Tarefas =>
a – Segundo a reportagem sobre José Dirceu, por quanto tempo ele falou ao plenário do Conselho de Ética?
b – Dê continuidade à reportagem sobre José Dirceu a partir do ponto em que ela termina.

Petista diz que não é corrupto, insiste que não há provas contra ele e que é vítima de um julgamento político e volta a atacar imprensa

Relatório é produto de "má-fé", ataca Dirceu

DA SUCURSAL DE BRASÍLIA
DA AGÊNCIA FOLHA, EM BRASÍLIA

O deputado José Dirceu (PT-SP) reagiu irritado ao relatório de Júlio Delgado (PSB-MG) pela sua cassação, dizendo que ele é produto de "má-fé". Antes, em sua defesa no Conselho de Ética da Câmara, disse: "Não sou corrupto". E que não iria fugir das responsabilidades como muitos fugiram. "Eu não fujo."
"Acredito que o voto do relator continua na linha de buscar uma prova para me cassar. Ou seja, me condenaram, buscam uma prova. Na verdade, é um voto de má-fé", declarou Dirceu depois da leitura do parecer. Mais tarde ponderou que "respeitava" o trabalho de Delgado.
Antes de conhecer o parecer, Dirceu apresentou uma defesa oral no conselho, procurando transformar as acusações que pesam contra si em um julgamento político do governo e do presidente Luiz Inácio Lula da Silva.
Sem citar nomes, Dirceu insinuou que membros do alto escalão do governo têm responsabilidade política pela crise no PT, mas não a assumem.
"O que está em jogo é o PT e o governo do presidente Lula e não apenas as denúncias de corrupção e/ou de utilização de recursos irregulares. [...] Sei da minha responsabilidade política. Muitos fugiram, eu não fujo", disse Dirceu, falando de improviso e pausadamente ao plenário do conselho por cerca de 15 minutos.
Para reforçar sua linha de raciocínio, o deputado traçou um paralelo entre o momento atual e ações anteriores para derrubar governos democráticos. O petista citou o "mar de lama" que derrubou Getúlio Vargas (1954), a cassação do ex-presidente Juscelino Kubitschek (1956-60) pelo regime militar e a derrubada de João Goulart (1964).

Registros selecionados =>
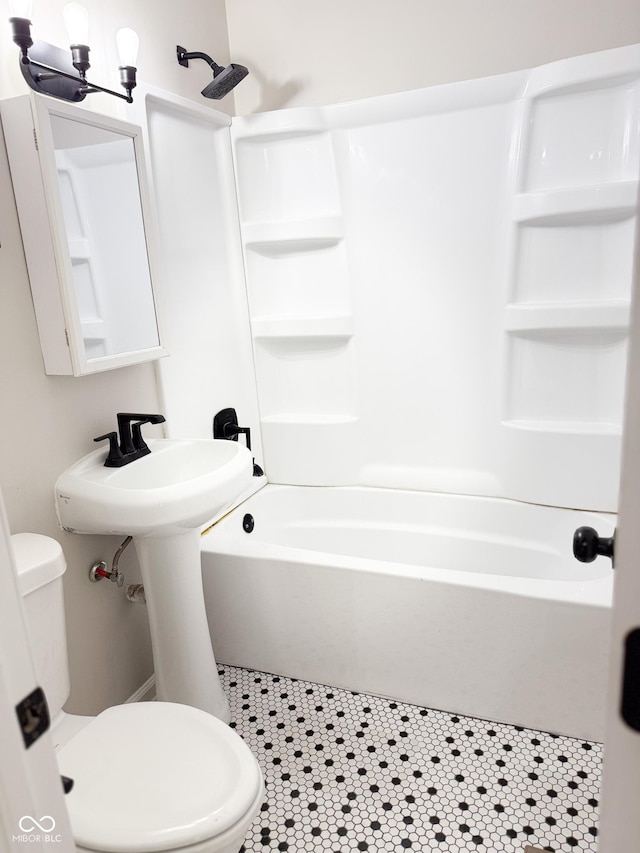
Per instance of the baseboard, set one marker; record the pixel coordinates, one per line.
(145, 693)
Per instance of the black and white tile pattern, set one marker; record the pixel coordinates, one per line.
(350, 772)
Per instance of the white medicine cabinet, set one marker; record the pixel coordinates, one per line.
(80, 185)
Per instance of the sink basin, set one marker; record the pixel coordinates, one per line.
(163, 500)
(179, 486)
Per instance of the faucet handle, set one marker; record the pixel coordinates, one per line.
(115, 459)
(125, 420)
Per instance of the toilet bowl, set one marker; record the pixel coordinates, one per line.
(149, 776)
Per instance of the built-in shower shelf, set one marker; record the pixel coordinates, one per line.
(302, 235)
(598, 203)
(570, 316)
(603, 428)
(340, 327)
(319, 419)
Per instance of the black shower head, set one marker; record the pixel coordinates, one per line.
(224, 79)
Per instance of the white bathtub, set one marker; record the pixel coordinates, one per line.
(470, 605)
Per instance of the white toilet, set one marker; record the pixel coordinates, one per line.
(148, 776)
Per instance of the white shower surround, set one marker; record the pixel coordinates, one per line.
(439, 283)
(467, 604)
(438, 286)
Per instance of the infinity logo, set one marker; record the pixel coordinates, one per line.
(45, 824)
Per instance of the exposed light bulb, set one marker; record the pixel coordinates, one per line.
(20, 9)
(76, 20)
(127, 42)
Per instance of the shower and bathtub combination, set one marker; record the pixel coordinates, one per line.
(438, 288)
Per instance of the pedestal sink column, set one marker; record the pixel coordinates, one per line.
(183, 658)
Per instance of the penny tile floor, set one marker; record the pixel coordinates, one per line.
(351, 772)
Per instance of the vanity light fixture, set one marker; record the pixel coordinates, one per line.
(52, 71)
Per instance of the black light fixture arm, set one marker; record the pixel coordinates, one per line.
(85, 87)
(53, 71)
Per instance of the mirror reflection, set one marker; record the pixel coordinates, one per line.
(103, 219)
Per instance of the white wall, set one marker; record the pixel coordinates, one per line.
(309, 54)
(49, 422)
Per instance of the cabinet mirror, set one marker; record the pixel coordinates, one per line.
(79, 181)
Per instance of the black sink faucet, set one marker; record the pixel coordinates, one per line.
(131, 444)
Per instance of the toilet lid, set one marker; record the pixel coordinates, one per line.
(155, 776)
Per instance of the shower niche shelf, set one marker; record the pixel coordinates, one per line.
(599, 203)
(303, 328)
(301, 235)
(568, 316)
(596, 428)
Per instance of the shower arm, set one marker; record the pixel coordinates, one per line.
(184, 57)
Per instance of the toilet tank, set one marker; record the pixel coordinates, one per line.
(40, 564)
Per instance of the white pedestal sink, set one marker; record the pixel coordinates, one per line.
(163, 500)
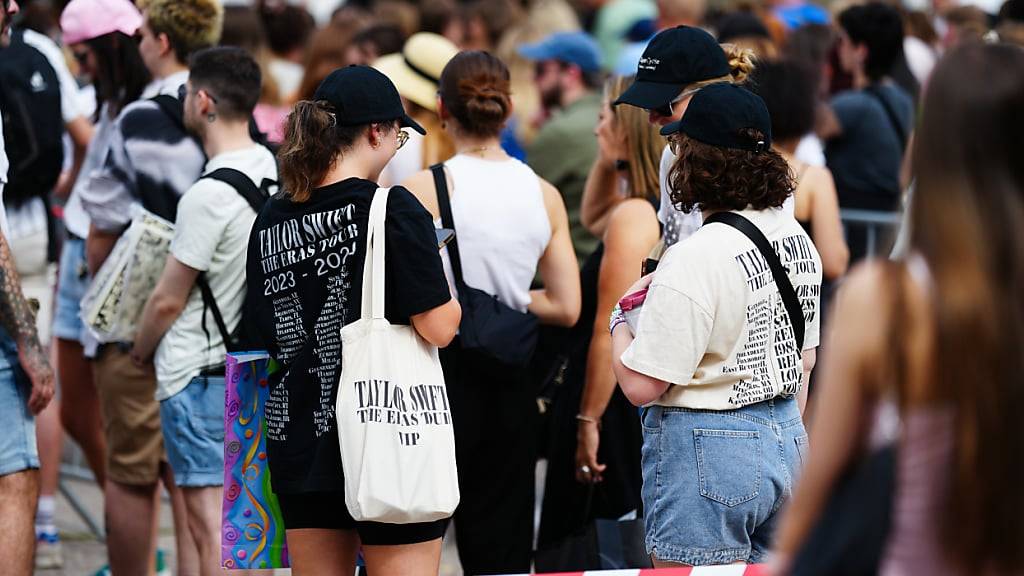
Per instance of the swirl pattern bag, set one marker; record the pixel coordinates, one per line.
(394, 422)
(252, 527)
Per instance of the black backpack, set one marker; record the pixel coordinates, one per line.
(33, 125)
(246, 335)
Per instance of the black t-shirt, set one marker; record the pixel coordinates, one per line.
(305, 280)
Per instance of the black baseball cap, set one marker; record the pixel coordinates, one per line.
(674, 58)
(360, 94)
(718, 113)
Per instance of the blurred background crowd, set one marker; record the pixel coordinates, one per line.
(842, 80)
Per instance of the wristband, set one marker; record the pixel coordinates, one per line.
(614, 324)
(616, 318)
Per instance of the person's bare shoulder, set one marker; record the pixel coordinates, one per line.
(421, 184)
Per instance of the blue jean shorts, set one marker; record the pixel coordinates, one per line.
(714, 481)
(72, 284)
(194, 433)
(17, 443)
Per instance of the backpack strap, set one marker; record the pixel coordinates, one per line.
(444, 206)
(256, 198)
(210, 302)
(782, 282)
(890, 114)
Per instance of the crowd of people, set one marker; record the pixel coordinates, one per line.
(656, 204)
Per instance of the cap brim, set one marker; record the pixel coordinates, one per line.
(649, 95)
(671, 128)
(408, 122)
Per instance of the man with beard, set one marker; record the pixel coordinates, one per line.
(210, 242)
(567, 75)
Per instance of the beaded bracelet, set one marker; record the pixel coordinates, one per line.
(615, 319)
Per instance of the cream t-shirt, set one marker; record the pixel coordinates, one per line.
(714, 325)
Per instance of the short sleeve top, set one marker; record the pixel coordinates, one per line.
(304, 271)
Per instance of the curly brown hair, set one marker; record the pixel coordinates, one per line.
(708, 176)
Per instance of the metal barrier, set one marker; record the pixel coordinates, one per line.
(730, 570)
(873, 221)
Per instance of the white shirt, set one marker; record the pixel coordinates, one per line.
(71, 107)
(714, 325)
(32, 215)
(501, 224)
(211, 235)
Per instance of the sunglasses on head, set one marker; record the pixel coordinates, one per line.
(183, 91)
(667, 110)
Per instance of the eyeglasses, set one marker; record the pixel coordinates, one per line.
(667, 110)
(183, 91)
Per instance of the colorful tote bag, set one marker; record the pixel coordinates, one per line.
(252, 529)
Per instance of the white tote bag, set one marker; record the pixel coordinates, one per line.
(394, 422)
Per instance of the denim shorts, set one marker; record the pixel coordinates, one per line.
(714, 481)
(17, 443)
(72, 284)
(194, 433)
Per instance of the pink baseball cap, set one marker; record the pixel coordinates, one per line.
(85, 19)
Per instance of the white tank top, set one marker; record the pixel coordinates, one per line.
(501, 224)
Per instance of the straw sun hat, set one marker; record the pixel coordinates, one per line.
(417, 69)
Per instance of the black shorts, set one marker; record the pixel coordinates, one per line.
(327, 510)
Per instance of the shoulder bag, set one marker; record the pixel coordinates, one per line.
(394, 421)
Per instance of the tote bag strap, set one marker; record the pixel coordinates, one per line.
(373, 265)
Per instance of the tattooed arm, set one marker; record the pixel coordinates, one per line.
(19, 322)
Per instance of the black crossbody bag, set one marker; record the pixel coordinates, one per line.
(246, 335)
(487, 326)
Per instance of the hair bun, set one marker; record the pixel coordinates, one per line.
(475, 88)
(741, 63)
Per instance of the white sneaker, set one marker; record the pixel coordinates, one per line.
(48, 554)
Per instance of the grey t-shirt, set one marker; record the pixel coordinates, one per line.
(865, 158)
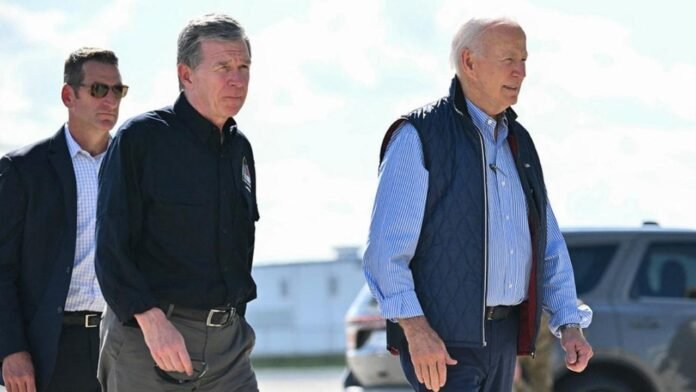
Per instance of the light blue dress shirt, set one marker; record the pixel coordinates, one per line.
(84, 292)
(397, 217)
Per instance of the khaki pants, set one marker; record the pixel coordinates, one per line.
(125, 363)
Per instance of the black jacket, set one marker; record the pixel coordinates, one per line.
(38, 209)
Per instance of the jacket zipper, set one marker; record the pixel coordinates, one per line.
(485, 240)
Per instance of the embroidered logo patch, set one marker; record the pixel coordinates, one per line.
(246, 175)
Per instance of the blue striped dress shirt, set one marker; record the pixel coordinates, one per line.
(84, 292)
(397, 217)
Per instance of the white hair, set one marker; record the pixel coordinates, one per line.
(469, 37)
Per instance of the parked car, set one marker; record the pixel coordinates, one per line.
(641, 285)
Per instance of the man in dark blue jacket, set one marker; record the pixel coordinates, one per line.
(51, 301)
(464, 250)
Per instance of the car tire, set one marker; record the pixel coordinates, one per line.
(593, 382)
(349, 380)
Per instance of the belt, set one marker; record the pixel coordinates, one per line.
(215, 317)
(83, 318)
(499, 312)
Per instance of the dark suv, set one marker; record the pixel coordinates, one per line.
(641, 285)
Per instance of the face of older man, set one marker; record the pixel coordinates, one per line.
(217, 87)
(495, 72)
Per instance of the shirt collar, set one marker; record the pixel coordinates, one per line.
(483, 121)
(199, 125)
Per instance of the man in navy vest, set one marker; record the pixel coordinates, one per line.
(464, 250)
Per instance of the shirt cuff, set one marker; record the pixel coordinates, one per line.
(401, 305)
(581, 315)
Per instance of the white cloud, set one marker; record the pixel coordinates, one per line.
(306, 211)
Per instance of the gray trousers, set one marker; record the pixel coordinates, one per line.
(125, 363)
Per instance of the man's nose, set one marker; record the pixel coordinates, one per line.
(520, 69)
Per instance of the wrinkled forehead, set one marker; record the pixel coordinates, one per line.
(213, 48)
(503, 36)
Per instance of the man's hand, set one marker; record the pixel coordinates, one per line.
(166, 344)
(18, 372)
(578, 350)
(428, 353)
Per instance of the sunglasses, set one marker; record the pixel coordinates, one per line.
(200, 368)
(99, 90)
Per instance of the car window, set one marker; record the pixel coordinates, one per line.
(589, 264)
(667, 271)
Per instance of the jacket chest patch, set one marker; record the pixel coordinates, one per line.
(246, 174)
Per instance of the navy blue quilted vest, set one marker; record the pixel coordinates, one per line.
(449, 266)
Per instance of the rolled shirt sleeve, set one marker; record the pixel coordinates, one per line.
(397, 218)
(560, 298)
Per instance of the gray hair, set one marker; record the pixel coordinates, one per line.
(73, 74)
(469, 37)
(211, 26)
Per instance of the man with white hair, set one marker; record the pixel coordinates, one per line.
(464, 250)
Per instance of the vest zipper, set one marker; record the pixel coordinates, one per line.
(485, 239)
(485, 233)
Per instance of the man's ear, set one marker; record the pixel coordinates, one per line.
(68, 96)
(467, 61)
(184, 73)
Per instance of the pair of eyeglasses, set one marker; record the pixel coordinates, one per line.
(99, 90)
(200, 368)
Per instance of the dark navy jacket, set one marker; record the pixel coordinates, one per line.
(450, 264)
(38, 212)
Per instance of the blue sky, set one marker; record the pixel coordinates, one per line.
(609, 97)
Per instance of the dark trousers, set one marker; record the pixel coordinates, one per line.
(479, 369)
(76, 365)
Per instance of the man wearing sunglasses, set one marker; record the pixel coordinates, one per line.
(175, 233)
(51, 301)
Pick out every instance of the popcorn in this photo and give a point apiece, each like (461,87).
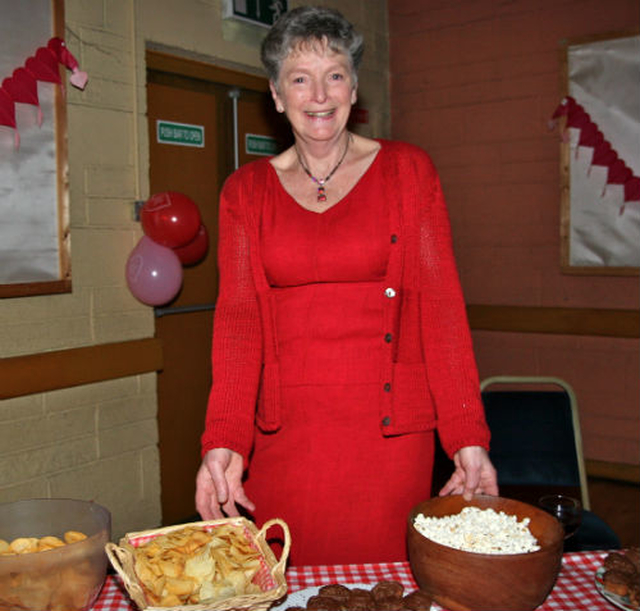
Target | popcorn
(483,531)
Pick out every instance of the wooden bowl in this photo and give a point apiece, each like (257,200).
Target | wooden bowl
(467,581)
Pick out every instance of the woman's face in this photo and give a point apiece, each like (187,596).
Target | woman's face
(316,90)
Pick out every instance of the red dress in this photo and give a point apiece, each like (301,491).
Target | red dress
(344,490)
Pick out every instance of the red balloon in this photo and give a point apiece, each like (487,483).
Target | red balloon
(170,219)
(194,251)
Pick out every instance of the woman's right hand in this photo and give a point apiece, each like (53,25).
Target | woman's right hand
(219,485)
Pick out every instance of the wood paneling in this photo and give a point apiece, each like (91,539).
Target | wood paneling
(560,321)
(34,373)
(614,471)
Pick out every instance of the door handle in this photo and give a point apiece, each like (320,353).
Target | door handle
(160,312)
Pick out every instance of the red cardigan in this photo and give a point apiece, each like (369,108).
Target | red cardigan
(430,376)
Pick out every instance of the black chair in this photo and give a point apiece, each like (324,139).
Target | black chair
(536,447)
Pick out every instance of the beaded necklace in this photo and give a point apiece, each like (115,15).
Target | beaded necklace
(322,195)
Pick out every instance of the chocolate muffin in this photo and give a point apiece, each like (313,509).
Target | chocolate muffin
(389,604)
(619,562)
(387,591)
(616,582)
(335,590)
(634,595)
(417,601)
(633,554)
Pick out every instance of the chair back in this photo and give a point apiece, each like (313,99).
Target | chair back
(535,433)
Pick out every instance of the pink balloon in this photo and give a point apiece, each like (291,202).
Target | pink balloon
(194,251)
(170,218)
(153,272)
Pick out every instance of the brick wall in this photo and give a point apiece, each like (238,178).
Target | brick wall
(474,82)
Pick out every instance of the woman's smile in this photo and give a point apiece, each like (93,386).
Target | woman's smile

Respostas do exercício =>
a – Por cerca de 15 minutos.

b –
"De certa maneira estamos revivendo outros períodos da história do Brasil. Eu lia hoje [ontem] o discurso que Juscelino fez antes de ser cassado pela ditadura militar. O Brasil viveu momentos como esse contra o Getúlio Vargas, no "mar de lama". O golpe de 64 foi dado contra a corrupção e a subversão", afirmou.
Ao detalhar sua responsabilidade política, Dirceu disse que se restringe aos atos praticados enquanto esteve na direção do PT. Mas ele se recusa a responder por qualquer coisa que tenha ocorrido com o partido no período em que esteve na Casa Civil.
"Eu fui presidente do PT, sou responsável pela sua construção nos últimos dez anos, pela eleição do presidente Lula. Mas não pelos atos que a direção do PT tomou após dezembro de 2002, quando deixei a Executiva."
A fala, em certos momentos, foi contraditória. Primeiro o ex-ministro reclamou de ter sua vida "devassada" nos últimos 150 dias. Depois, disse que a experiência tem sido uma das melhores coisas que já lhe aconteceu, porque permitiu a ele fazer uma autocrítica e enxergar erros cometidos.
"Nada melhor me aconteceu, por incrível que pareça, do que os 150 dias deste processo, porque posso fazer um exame de consciência dos erros que cometi na minha vida recente. Sei que não foram poucos, mas nenhum que diga respeito à quebra de decoro parlamentar", afirmou.
Ele também recorreu a uma certa dramatização, como quando comparou sua situação à de uma vítima de racismo. "Cassação por razões políticas é a mesma coisa que cassação por cor, raça, etnia, religião, ideologia."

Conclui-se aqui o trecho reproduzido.